GIVEN PASSAGE:

== == ==

So, for example, this is something that my students and I work on. If I give you the keys to an autonomous helicopter — we actually have this helicopter here at Stanford, — how do you write a program to make it fly, right? You notice that if you make a wrong decision on a helicopter, the consequence of crashing it may not happen until much later. And in fact, usually you need to make a whole sequence of bad decisions to crash a helicopter. But conversely, you also need to make a whole sequence of good decisions in order to fly a helicopter really well.

So I'm gonna show you some fun videos of learning algorithms flying helicopters. This is a video of our helicopter at Stanford flying using a controller that was learned using a reinforcement learning algorithm. So this was done on the Stanford football field, and we'll zoom out the camera in a second. You'll sort of see the trees planted in the sky. So maybe this is one of the most difficult aerobatic maneuvers flown on any helicopter under computer control. And this controller, which is very, very hard for a human to sit down and write out, was learned using one of these reinforcement learning algorithms.

Just a word about that: The basic idea behind a reinforcement learning algorithm is this idea of what's called a reward function. What we have to think about is imagine you're trying to train a dog. So every time your dog does something good, you say, "Good dog," and you reward the dog. Every time your dog does something bad, you go, "Bad dog," right? And hopefully, over time, your dog will learn to do the right things to get more of the positive rewards, to get more of the "Good dogs" and to get fewer of the "Bad dogs.”

So the way we teach a helicopter to fly or any of these robots is sort of the same thing. Every time the helicopter crashes, we go, "Bad helicopter," and every time it does the right thing, we go, "Good helicopter," and over time it learns how to control itself so as to get more of these positive rewards.

So reinforcement learning is — I think of it as a way for you to specify what you want done, so you have to specify what is a "good dog" and what is a "bad dog" behavior. And then it's up to the learning algorithm to figure out how to maximize the "good dog" reward signals and minimize the "bad dog" punishments.

So it turns out reinforcement learning is applied to other problems in robotics. It's applied to things in web crawling and so on. But it's just cool to show videos, so let me just show a bunch of them. This learning algorithm was actually implemented by our head TA, Zico, of programming a four-legged dog. I guess Sam Shriver in this class also worked on the project and Peter Renfrew and Mike and a few others. But I guess this really is a good dog/bad dog since it's a robot dog.

== == ==

TASK DESCRIPTION: Extend the reinforcement learning lecture excerpt above, beginning right after its final sentence.

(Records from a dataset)
== == ==

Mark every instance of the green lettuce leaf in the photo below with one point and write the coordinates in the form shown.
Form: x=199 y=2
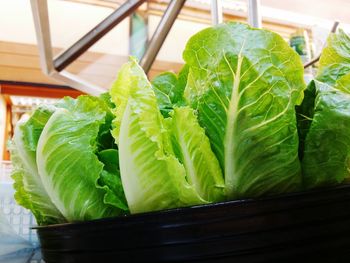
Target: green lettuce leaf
x=68 y=163
x=324 y=118
x=245 y=83
x=169 y=89
x=152 y=177
x=30 y=192
x=326 y=155
x=192 y=147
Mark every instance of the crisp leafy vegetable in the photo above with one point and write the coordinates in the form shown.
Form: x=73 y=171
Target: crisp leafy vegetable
x=68 y=165
x=152 y=177
x=326 y=157
x=192 y=147
x=30 y=192
x=244 y=83
x=169 y=90
x=224 y=128
x=324 y=118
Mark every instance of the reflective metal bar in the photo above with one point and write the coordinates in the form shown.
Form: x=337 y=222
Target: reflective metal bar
x=254 y=15
x=161 y=33
x=72 y=53
x=42 y=27
x=216 y=12
x=78 y=83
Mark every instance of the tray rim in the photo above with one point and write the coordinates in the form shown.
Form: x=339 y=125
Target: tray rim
x=270 y=198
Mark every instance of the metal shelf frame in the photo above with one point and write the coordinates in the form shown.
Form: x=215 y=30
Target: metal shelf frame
x=54 y=67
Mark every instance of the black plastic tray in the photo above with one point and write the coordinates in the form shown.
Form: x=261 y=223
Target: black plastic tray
x=302 y=227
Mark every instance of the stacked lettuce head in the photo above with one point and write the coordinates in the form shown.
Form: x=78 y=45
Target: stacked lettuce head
x=236 y=122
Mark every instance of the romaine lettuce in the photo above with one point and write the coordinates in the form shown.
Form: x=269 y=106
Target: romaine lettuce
x=245 y=83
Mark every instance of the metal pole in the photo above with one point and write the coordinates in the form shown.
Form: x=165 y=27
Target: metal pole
x=42 y=28
x=216 y=12
x=254 y=15
x=161 y=33
x=78 y=48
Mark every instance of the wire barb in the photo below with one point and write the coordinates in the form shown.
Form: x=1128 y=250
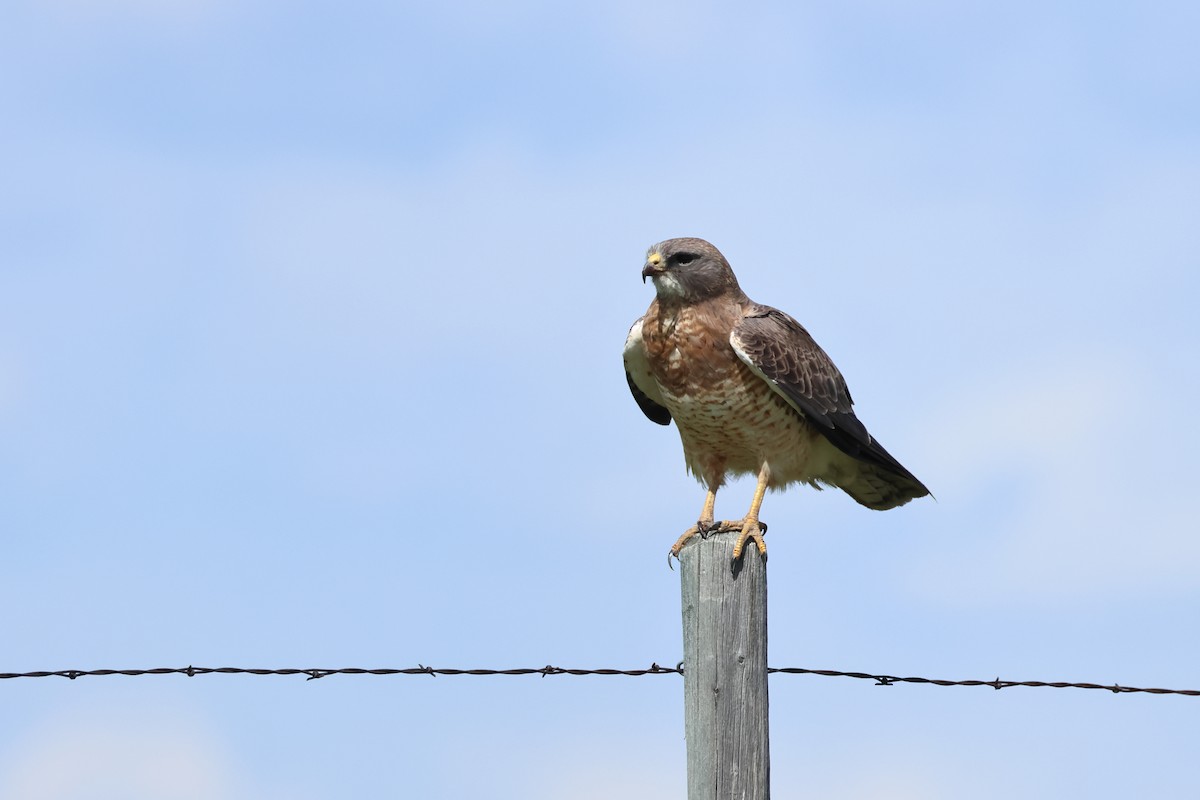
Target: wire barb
x=653 y=669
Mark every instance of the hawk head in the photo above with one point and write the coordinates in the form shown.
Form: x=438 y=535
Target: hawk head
x=688 y=270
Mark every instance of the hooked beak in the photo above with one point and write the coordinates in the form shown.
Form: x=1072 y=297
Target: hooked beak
x=654 y=266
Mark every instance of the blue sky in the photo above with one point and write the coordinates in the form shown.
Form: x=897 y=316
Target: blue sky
x=310 y=331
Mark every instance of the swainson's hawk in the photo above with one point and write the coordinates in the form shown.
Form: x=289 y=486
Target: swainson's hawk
x=750 y=392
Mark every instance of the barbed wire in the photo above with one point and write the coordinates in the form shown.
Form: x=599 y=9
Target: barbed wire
x=653 y=669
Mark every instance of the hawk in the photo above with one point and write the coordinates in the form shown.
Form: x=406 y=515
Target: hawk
x=750 y=392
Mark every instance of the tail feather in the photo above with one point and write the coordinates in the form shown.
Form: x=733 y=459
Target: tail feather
x=881 y=488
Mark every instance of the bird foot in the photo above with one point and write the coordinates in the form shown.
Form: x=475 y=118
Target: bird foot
x=751 y=530
x=711 y=528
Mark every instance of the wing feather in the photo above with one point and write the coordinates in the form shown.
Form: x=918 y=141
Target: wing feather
x=641 y=380
x=779 y=350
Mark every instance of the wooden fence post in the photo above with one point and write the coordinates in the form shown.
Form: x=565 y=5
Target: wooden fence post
x=725 y=669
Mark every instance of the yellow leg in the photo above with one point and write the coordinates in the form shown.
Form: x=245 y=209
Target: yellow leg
x=706 y=515
x=751 y=529
x=705 y=524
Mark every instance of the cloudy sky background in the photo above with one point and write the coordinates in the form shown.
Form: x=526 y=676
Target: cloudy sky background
x=310 y=330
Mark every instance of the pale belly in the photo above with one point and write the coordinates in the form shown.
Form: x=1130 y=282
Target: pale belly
x=738 y=425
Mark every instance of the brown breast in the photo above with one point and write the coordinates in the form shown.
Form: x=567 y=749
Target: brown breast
x=730 y=420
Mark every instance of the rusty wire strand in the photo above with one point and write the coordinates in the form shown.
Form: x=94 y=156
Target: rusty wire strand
x=653 y=669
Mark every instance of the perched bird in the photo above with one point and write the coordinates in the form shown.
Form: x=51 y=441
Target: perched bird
x=750 y=392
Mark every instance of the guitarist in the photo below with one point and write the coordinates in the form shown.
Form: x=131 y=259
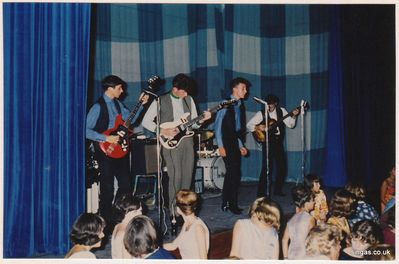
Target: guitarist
x=180 y=160
x=276 y=139
x=100 y=118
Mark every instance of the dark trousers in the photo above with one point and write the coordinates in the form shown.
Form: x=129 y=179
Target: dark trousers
x=277 y=155
x=110 y=168
x=232 y=178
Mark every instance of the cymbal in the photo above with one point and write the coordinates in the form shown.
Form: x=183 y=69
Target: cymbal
x=205 y=134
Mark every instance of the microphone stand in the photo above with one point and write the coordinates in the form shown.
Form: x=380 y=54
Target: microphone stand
x=267 y=150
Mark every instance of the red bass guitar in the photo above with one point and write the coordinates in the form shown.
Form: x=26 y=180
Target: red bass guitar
x=121 y=128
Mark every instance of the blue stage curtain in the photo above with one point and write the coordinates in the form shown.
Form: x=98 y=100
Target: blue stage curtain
x=335 y=171
x=46 y=52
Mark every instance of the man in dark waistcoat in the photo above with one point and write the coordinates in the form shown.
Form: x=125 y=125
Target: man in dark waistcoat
x=276 y=146
x=229 y=131
x=101 y=117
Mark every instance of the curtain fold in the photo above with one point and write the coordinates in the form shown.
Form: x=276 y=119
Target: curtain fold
x=46 y=52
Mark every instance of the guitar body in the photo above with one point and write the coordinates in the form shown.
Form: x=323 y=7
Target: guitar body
x=173 y=142
x=120 y=149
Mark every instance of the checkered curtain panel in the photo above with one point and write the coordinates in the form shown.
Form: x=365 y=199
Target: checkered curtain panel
x=281 y=49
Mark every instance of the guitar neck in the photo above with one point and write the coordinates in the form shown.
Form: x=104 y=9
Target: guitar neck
x=136 y=108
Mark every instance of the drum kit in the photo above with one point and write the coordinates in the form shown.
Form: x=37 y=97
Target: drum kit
x=210 y=160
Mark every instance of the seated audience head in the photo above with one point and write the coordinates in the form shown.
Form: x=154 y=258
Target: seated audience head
x=187 y=202
x=324 y=240
x=312 y=181
x=266 y=211
x=125 y=204
x=365 y=233
x=358 y=190
x=303 y=197
x=88 y=230
x=141 y=237
x=342 y=204
x=380 y=252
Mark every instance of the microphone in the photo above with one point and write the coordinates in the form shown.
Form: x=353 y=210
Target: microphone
x=258 y=100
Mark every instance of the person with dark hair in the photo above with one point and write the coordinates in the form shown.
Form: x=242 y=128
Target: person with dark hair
x=300 y=224
x=173 y=105
x=365 y=233
x=87 y=232
x=342 y=206
x=257 y=237
x=364 y=211
x=141 y=240
x=276 y=139
x=127 y=206
x=101 y=117
x=229 y=131
x=193 y=239
x=320 y=210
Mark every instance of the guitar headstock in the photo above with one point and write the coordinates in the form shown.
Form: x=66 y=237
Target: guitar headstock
x=228 y=103
x=154 y=82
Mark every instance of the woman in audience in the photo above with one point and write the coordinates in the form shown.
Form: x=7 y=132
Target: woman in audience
x=257 y=237
x=388 y=189
x=323 y=242
x=320 y=201
x=365 y=233
x=141 y=240
x=87 y=232
x=342 y=206
x=380 y=252
x=193 y=239
x=364 y=211
x=127 y=207
x=300 y=224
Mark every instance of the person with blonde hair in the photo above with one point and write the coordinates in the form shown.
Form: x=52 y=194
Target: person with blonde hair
x=364 y=211
x=300 y=224
x=193 y=239
x=257 y=237
x=323 y=242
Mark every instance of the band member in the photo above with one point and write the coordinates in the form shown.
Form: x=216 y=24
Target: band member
x=180 y=160
x=229 y=131
x=276 y=139
x=101 y=117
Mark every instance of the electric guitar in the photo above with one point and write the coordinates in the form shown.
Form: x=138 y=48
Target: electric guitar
x=184 y=124
x=121 y=128
x=259 y=133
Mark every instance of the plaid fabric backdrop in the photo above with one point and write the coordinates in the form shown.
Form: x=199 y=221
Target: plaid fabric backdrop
x=280 y=49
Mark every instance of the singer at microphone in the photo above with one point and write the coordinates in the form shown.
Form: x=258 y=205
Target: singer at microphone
x=258 y=100
x=279 y=118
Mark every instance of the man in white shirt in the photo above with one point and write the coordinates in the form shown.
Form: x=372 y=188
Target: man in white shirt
x=180 y=160
x=282 y=119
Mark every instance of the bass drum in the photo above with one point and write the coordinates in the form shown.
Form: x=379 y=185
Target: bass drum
x=214 y=171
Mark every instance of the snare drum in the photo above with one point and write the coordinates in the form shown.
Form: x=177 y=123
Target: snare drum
x=214 y=171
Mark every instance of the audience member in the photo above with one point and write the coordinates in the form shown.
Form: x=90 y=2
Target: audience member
x=365 y=233
x=257 y=237
x=320 y=201
x=87 y=232
x=128 y=207
x=388 y=189
x=299 y=225
x=193 y=239
x=380 y=252
x=364 y=211
x=323 y=242
x=342 y=206
x=141 y=240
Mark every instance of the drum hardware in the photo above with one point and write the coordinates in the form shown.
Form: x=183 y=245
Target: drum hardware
x=214 y=171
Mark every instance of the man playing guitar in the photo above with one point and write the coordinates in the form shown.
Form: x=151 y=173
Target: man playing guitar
x=173 y=105
x=101 y=117
x=280 y=116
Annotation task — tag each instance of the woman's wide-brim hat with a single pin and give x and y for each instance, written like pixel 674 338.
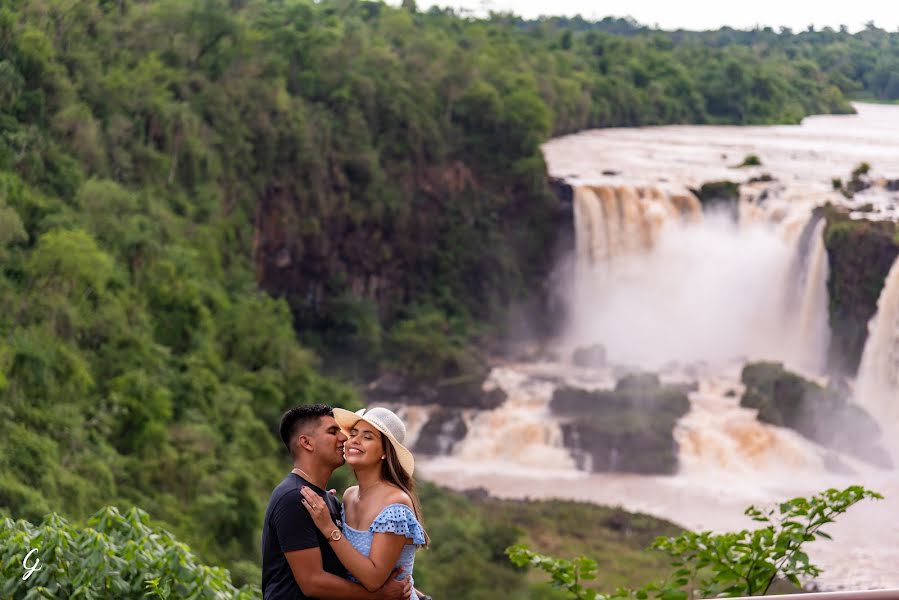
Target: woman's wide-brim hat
pixel 386 422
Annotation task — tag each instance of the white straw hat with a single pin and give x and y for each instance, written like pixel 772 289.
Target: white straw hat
pixel 386 422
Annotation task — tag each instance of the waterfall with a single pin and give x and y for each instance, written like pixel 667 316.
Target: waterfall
pixel 520 433
pixel 877 388
pixel 612 222
pixel 807 298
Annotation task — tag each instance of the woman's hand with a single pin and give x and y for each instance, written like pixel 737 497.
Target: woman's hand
pixel 318 509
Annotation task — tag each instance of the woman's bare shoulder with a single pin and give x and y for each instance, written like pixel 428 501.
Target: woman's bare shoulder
pixel 398 496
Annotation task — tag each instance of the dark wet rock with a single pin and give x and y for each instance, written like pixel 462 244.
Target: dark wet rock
pixel 860 254
pixel 590 356
pixel 628 429
pixel 823 415
pixel 445 428
pixel 720 195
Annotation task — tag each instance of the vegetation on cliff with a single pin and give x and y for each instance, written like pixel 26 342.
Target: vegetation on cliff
pixel 860 254
pixel 709 565
pixel 127 556
pixel 628 429
pixel 376 169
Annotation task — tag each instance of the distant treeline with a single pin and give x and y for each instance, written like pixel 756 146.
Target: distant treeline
pixel 377 169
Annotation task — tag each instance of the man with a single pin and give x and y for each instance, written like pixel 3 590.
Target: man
pixel 297 560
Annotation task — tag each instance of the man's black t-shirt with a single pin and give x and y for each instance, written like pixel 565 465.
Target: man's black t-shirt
pixel 289 527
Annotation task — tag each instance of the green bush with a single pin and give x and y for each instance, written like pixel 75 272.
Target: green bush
pixel 115 555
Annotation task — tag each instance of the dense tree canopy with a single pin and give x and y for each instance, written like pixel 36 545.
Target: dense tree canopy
pixel 164 164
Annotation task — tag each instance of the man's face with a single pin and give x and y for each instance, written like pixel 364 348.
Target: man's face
pixel 328 442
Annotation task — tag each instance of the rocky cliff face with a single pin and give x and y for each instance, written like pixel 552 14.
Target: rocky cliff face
pixel 860 254
pixel 448 236
pixel 628 429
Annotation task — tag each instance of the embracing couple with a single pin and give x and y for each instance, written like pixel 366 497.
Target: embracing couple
pixel 312 547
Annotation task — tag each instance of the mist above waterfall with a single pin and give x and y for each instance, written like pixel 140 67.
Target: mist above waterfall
pixel 710 291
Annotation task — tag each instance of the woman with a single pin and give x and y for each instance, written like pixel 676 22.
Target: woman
pixel 382 525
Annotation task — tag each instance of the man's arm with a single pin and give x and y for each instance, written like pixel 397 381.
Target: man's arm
pixel 315 582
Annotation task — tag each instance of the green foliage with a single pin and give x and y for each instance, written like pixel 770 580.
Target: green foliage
pixel 376 169
pixel 115 555
pixel 750 160
pixel 708 565
pixel 564 574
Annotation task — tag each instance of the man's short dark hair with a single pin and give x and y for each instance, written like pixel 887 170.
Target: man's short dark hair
pixel 298 418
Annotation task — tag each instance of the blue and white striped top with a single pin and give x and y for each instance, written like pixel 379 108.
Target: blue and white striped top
pixel 394 518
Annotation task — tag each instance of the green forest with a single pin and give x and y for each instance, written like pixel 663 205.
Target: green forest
pixel 212 211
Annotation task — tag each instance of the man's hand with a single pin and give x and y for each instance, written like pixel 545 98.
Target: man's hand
pixel 396 590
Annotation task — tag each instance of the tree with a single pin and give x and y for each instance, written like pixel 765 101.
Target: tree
pixel 708 565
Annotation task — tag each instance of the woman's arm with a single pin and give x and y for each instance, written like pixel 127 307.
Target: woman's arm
pixel 371 571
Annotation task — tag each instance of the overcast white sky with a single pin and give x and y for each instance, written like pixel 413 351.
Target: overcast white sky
pixel 704 14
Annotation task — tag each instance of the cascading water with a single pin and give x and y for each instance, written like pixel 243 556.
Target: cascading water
pixel 665 288
pixel 807 299
pixel 877 387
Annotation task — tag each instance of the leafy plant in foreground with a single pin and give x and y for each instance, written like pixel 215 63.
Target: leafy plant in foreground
pixel 116 556
pixel 743 563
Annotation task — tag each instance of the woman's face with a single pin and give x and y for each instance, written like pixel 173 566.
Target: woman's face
pixel 364 446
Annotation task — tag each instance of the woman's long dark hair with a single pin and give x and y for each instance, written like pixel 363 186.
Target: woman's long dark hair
pixel 394 473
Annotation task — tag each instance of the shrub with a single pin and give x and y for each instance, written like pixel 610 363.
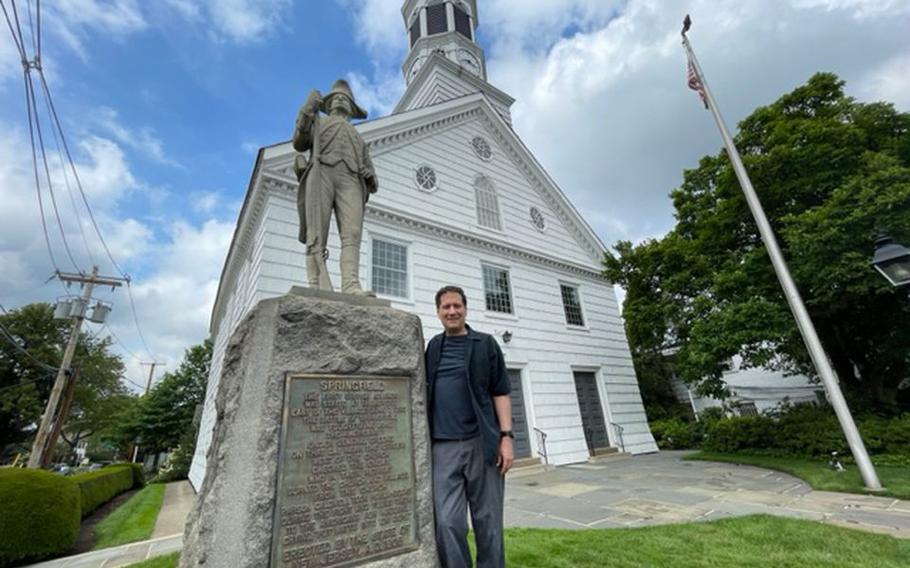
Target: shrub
pixel 809 431
pixel 40 514
pixel 135 468
pixel 887 435
pixel 742 433
pixel 99 487
pixel 674 434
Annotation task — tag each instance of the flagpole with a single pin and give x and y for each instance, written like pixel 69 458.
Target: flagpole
pixel 806 328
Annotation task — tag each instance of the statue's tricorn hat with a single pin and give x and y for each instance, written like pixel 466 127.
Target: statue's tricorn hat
pixel 341 87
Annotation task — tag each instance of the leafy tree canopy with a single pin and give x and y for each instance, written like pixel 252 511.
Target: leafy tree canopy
pixel 831 173
pixel 26 380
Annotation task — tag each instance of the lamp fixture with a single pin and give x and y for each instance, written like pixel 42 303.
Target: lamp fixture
pixel 892 260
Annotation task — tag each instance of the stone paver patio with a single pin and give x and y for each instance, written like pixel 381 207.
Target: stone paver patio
pixel 614 492
pixel 625 491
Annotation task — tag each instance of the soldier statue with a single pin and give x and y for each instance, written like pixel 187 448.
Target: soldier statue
pixel 337 176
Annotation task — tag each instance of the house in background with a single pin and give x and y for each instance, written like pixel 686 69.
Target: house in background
pixel 753 391
pixel 461 201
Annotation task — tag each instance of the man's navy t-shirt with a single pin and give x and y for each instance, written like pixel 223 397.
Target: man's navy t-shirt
pixel 453 412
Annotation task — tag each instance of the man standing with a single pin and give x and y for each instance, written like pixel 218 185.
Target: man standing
pixel 470 417
pixel 338 176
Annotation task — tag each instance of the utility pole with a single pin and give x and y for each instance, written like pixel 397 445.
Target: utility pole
pixel 72 377
pixel 152 365
pixel 44 438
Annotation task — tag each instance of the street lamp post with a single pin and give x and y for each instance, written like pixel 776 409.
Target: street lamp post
pixel 892 260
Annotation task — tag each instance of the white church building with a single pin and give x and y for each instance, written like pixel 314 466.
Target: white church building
pixel 461 201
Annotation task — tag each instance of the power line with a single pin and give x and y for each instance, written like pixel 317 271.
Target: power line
pixel 132 382
pixel 33 108
pixel 66 181
pixel 9 337
pixel 121 344
pixel 28 382
pixel 69 157
pixel 129 292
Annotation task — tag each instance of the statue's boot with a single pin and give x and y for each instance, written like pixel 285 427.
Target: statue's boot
pixel 350 271
pixel 317 273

== == ==

OUTPUT OF THE TASK:
The second video on the right, some of the students, I guess Peter, Zico, Tonca working on a robotic snake, again using learning algorithms to teach a snake robot to climb over obstacles.

Below that, this is kind of a fun example. Ashutosh Saxena and Jeff Michaels used learning algorithms to teach a car how to drive at reasonably high speeds off roads avoiding obstacles.

And on the lower right, that's a robot programmed by PhD student Eva Roshen to teach a sort of somewhat strangely configured robot how to get on top of an obstacle, how to get over an obstacle. Sorry. I know the video's kind of small. I hope you can sort of see it. Okay?

So I think all of these are robots that I think are very difficult to hand-code a controller for by learning these sorts of learning algorithms. You can in relatively short order get a robot to do often pretty amazing things.

Okay. So that was most of what I wanted to say today. Just a couple more last things, but let me just check what questions you have right now. So if there are no questions, I'll just close with two reminders, which are after class today or as you start to talk with other people in this class, I just encourage you again to start to form project partners, to try to find project partners to do your project with. And also, this is a good time to start forming study groups, so either talk to your friends or post in the newsgroup, but we just encourage you to try to start to do both of those today, okay? Form study groups, and try to find two other project partners.

So thank you. I'm looking forward to teaching this class, and I'll see you in a couple of days.